TRECHO SELECIONADO

◆ ◆ ◆ ◆

Há fatos e fatos. Alguns fatos buscam assomar á realidade uma
compreensão humana, histórica e nacional, e outros que servem para encobrir
verdades. “Katyn”, do extraordinário diretor polonês Andrezj Wajda, trata de
uma farsa histórica imposta com brutalidade sobre uma nação acuada no beco
obscuro da Segunda Guerra. É uma produção que guarda certa beleza, mas da qual
se sai modificado, justamente pela habilidade de Wajda de expor a carne ferida
do orgulho polonês, coagido com selvageria a encarar uma mentira e então
revestir-se de resignação por décadas. É de uma coragem sem precedentes que um
diretor reconstituía um episodio tão duro e vergonhoso da história mundial sem
cobrir de panos quentes seus detalhes mais sangrentos e atrozes.
Na Segunda Guerra, o território polonês se encontrava entrincheirado entre
as inimigas Alemanha e União Soviética. Nessa encruzilhada geográfica, o país
não tinha como recuar ou seguir adianta. Da invasão soviética em 17 de setembro
de 1939, a já incisiva ocupação Alemã, os cidadãos poloneses se viam em uma
situação de perplexidade e confusão. Na abertura do filme, a população de
Cracóvia atravessa uma ponte na qual, do lado oposto algumas pessoas já
retornam, fugindo dos russos. Essa população está indefesa, já que o exercito
foi rendido e os soldados entregues aos Alemães ou dispersados, ficando, porém
centenas de oficiais superiores aprisionados pelos soviéticos, com a evidente
intenção de quebrar a espinha da defesa nacional polonesa e evitar uma
insurreição.

◆ ◆ ◆ ◆

[Entradas de dados extraídos]
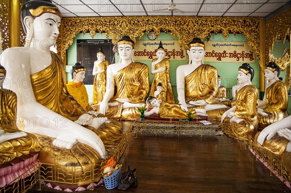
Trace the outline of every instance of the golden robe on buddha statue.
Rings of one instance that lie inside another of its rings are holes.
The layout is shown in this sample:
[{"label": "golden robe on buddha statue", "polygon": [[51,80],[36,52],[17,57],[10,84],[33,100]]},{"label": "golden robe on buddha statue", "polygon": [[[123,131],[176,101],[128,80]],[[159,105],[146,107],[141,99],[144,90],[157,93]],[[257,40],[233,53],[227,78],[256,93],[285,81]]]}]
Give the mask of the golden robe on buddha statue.
[{"label": "golden robe on buddha statue", "polygon": [[229,118],[226,118],[223,122],[229,125],[226,134],[227,135],[241,140],[246,140],[247,134],[253,136],[258,127],[256,113],[258,97],[258,89],[253,85],[245,86],[238,91],[234,115],[243,120],[239,123],[231,123]]},{"label": "golden robe on buddha statue", "polygon": [[[114,75],[115,94],[109,103],[119,103],[116,99],[127,98],[132,104],[145,103],[149,90],[148,74],[147,66],[140,62],[132,62],[117,72]],[[96,110],[98,111],[98,108]],[[109,106],[105,114],[106,117],[114,119],[132,120],[139,115],[136,107],[123,108],[121,104]]]},{"label": "golden robe on buddha statue", "polygon": [[191,101],[204,100],[209,104],[217,103],[217,71],[215,68],[201,64],[185,77],[186,103]]},{"label": "golden robe on buddha statue", "polygon": [[226,88],[223,86],[218,87],[217,94],[215,98],[225,99],[226,98]]},{"label": "golden robe on buddha statue", "polygon": [[120,62],[108,66],[104,99],[92,106],[107,117],[134,120],[140,115],[137,108],[145,105],[149,89],[148,67],[133,61],[134,42],[129,36],[123,36],[117,45]]},{"label": "golden robe on buddha statue", "polygon": [[282,119],[287,115],[288,93],[285,84],[277,80],[266,89],[266,106],[263,109],[268,115],[258,115],[259,127],[268,125]]}]

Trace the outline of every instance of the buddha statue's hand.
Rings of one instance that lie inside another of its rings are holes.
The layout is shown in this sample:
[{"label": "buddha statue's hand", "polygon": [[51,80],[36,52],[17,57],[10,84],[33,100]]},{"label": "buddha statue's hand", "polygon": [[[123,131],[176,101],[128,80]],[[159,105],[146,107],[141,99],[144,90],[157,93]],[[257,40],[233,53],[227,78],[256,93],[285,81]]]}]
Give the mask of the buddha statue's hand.
[{"label": "buddha statue's hand", "polygon": [[224,113],[222,115],[222,116],[221,116],[221,122],[223,122],[224,120],[225,119],[226,119],[226,117],[227,116],[227,114],[228,113],[228,112],[227,111],[226,111],[224,112]]},{"label": "buddha statue's hand", "polygon": [[98,129],[103,123],[107,121],[106,117],[98,117],[93,119],[90,122],[88,126],[93,127],[95,129]]},{"label": "buddha statue's hand", "polygon": [[106,102],[102,102],[100,104],[99,107],[99,111],[103,115],[105,115],[108,109],[108,104]]},{"label": "buddha statue's hand", "polygon": [[289,129],[281,129],[277,132],[278,135],[291,141],[291,130]]},{"label": "buddha statue's hand", "polygon": [[236,116],[233,116],[231,118],[230,118],[229,122],[230,122],[231,123],[235,122],[237,123],[239,123],[240,122],[242,121],[243,120],[243,119],[240,119]]},{"label": "buddha statue's hand", "polygon": [[227,112],[226,116],[229,118],[233,118],[234,117],[234,112],[233,111],[229,111]]},{"label": "buddha statue's hand", "polygon": [[129,102],[129,99],[120,99],[120,98],[117,98],[116,99],[116,101],[117,101],[119,102],[120,103],[126,103],[126,102]]},{"label": "buddha statue's hand", "polygon": [[204,100],[199,100],[196,101],[190,101],[189,104],[196,106],[205,106],[208,104]]},{"label": "buddha statue's hand", "polygon": [[70,149],[78,142],[77,139],[71,136],[58,136],[52,144],[59,148]]},{"label": "buddha statue's hand", "polygon": [[181,107],[182,110],[183,110],[184,111],[188,112],[188,107],[187,107],[187,105],[186,104],[181,104],[180,105],[180,107]]},{"label": "buddha statue's hand", "polygon": [[270,139],[272,138],[277,133],[276,128],[275,128],[271,125],[272,124],[266,127],[260,133],[258,137],[258,143],[259,144],[262,145],[265,139],[266,139],[269,141]]},{"label": "buddha statue's hand", "polygon": [[80,125],[88,125],[90,120],[93,119],[90,114],[84,113],[81,115],[75,122]]},{"label": "buddha statue's hand", "polygon": [[160,67],[158,69],[158,72],[162,73],[162,72],[164,72],[165,70],[166,70],[166,67]]},{"label": "buddha statue's hand", "polygon": [[105,70],[104,69],[103,69],[102,68],[100,68],[100,69],[98,69],[97,71],[96,71],[96,74],[100,74],[100,73],[102,73],[103,72],[104,72]]},{"label": "buddha statue's hand", "polygon": [[263,116],[268,116],[268,114],[266,113],[265,113],[265,112],[264,112],[264,110],[263,110],[263,109],[260,108],[258,108],[258,111],[257,111],[257,114],[258,114],[258,115],[262,115]]}]

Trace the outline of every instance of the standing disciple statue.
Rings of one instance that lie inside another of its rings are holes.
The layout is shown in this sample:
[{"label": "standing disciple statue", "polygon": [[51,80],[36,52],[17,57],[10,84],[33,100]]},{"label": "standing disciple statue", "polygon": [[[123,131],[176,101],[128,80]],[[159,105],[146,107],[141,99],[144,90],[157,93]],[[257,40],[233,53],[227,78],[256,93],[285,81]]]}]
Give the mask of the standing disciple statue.
[{"label": "standing disciple statue", "polygon": [[155,75],[149,94],[150,96],[154,96],[158,84],[161,83],[163,86],[162,89],[165,93],[165,100],[163,100],[163,101],[168,103],[174,103],[174,94],[170,79],[170,60],[165,58],[165,49],[161,41],[156,54],[158,58],[152,61],[150,73]]},{"label": "standing disciple statue", "polygon": [[242,87],[236,96],[236,105],[222,116],[221,122],[228,124],[226,134],[235,139],[246,140],[246,134],[253,136],[258,127],[257,108],[259,92],[252,84],[254,69],[247,63],[239,67],[238,81]]},{"label": "standing disciple statue", "polygon": [[[101,139],[104,143],[120,139],[122,129],[114,122],[99,126],[96,112],[87,111],[69,94],[62,60],[50,51],[60,33],[61,19],[60,10],[50,0],[24,3],[21,20],[25,45],[6,49],[0,61],[11,81],[6,86],[17,97],[17,116],[26,118],[25,131],[37,134],[44,146],[38,156],[40,162],[65,165],[66,168],[74,165],[82,174],[64,169],[64,176],[68,177],[62,180],[69,181],[67,178],[74,174],[78,179],[75,183],[84,184],[92,182],[87,176],[91,174],[86,172],[92,169],[88,163],[97,163],[107,156]],[[12,83],[19,80],[28,82],[28,86]],[[88,166],[80,165],[85,164]],[[99,180],[100,176],[97,176],[94,181]]]},{"label": "standing disciple statue", "polygon": [[280,67],[274,62],[270,62],[265,69],[265,77],[269,82],[264,98],[258,104],[260,128],[264,128],[288,115],[288,92],[285,83],[279,80],[280,71]]},{"label": "standing disciple statue", "polygon": [[181,108],[185,111],[194,106],[203,108],[209,117],[220,119],[226,106],[217,104],[215,100],[218,89],[217,70],[202,63],[205,45],[199,38],[194,38],[188,47],[189,64],[178,66],[176,71],[178,100]]},{"label": "standing disciple statue", "polygon": [[117,46],[120,62],[107,68],[106,92],[97,110],[108,117],[135,120],[140,115],[137,107],[145,105],[149,89],[148,67],[133,61],[134,42],[129,36],[123,36]]},{"label": "standing disciple statue", "polygon": [[106,91],[106,70],[109,62],[105,60],[105,54],[102,47],[97,52],[97,59],[94,62],[93,72],[93,75],[95,76],[93,84],[93,104],[101,102]]}]

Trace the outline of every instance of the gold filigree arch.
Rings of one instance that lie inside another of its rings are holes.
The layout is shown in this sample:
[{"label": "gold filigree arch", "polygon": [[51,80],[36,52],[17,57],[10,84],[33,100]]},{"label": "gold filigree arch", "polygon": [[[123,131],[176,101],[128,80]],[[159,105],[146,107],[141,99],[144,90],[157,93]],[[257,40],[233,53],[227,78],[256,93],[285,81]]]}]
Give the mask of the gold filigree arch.
[{"label": "gold filigree arch", "polygon": [[104,33],[107,39],[112,37],[114,44],[123,35],[135,40],[145,32],[153,30],[158,36],[162,31],[171,32],[174,38],[178,38],[181,46],[187,45],[194,37],[209,38],[211,33],[221,31],[226,39],[231,32],[242,33],[248,40],[248,45],[259,60],[260,23],[259,17],[197,17],[197,16],[125,16],[98,17],[64,17],[60,55],[64,59],[65,52],[78,33],[89,32],[93,38],[97,33]]},{"label": "gold filigree arch", "polygon": [[271,61],[271,53],[278,39],[284,43],[288,35],[290,36],[291,7],[266,21],[266,63]]}]

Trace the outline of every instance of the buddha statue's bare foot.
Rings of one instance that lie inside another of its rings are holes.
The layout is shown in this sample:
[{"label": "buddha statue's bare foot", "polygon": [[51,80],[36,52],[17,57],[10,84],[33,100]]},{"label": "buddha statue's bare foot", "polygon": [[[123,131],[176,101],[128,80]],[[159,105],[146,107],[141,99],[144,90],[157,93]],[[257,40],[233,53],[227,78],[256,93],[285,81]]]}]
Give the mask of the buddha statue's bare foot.
[{"label": "buddha statue's bare foot", "polygon": [[107,118],[106,117],[96,118],[91,120],[88,126],[93,127],[95,129],[98,129],[102,124],[106,121],[107,121]]},{"label": "buddha statue's bare foot", "polygon": [[58,136],[52,144],[59,148],[70,149],[78,142],[76,138],[69,136]]},{"label": "buddha statue's bare foot", "polygon": [[26,135],[27,134],[23,132],[6,133],[3,130],[0,129],[0,143],[10,139],[23,137]]},{"label": "buddha statue's bare foot", "polygon": [[122,104],[122,109],[129,107],[140,107],[142,106],[145,106],[146,104],[143,103],[131,103],[125,102]]}]

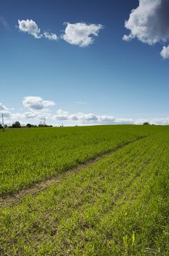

◆ ◆ ◆ ◆

TAREFAS A REALIZAR
a) Responda, com base no texto sobre o filme Katyn:
(i) Qual é a nacionalidade do diretor Andrezj Wajda?
(ii) Em que data ocorreu a invasão soviética mencionada?
(iii) A população de que cidade aparece na abertura do filme?
b) Segundo o texto sobre o filme Katyn, por que a população que aparece na abertura estava indefesa? Explique em uma a três frases.
c) No texto sobre o filme Katyn, reescreva a parte entre "Na Segunda Guerra, o" e "insurreição.", inclusive, trocando "União Soviética" por "URSS".
Os registros não têm nenhum papel aqui.

RESULTADOS DAS TAREFAS
a)
(i) Polonesa.
(ii) Em 17 de setembro de 1939.
(iii) Cracóvia.

b) A população estava indefesa porque o exército tinha se rendido. Os soldados tinham sido entregues aos alemães ou dispersados, e centenas de oficiais superiores estavam presos pelos soviéticos.

c)
Na Segunda Guerra, o território polonês se encontrava entrincheirado entre
as inimigas Alemanha e URSS. Nessa encruzilhada geográfica, o país
não tinha como recuar ou seguir adianta. Da invasão soviética em 17 de setembro
de 1939, a já incisiva ocupação Alemã, os cidadãos poloneses se viam em uma
situação de perplexidade e confusão. Na abertura do filme, a população de
Cracóvia atravessa uma ponte na qual, do lado oposto algumas pessoas já
retornam, fugindo dos russos. Essa população está indefesa, já que o exercito
foi rendido e os soldados entregues aos Alemães ou dispersados, ficando, porém
centenas de oficiais superiores aprisionados pelos soviéticos, com a evidente
intenção de quebrar a espinha da defesa nacional polonesa e evitar uma
insurreição.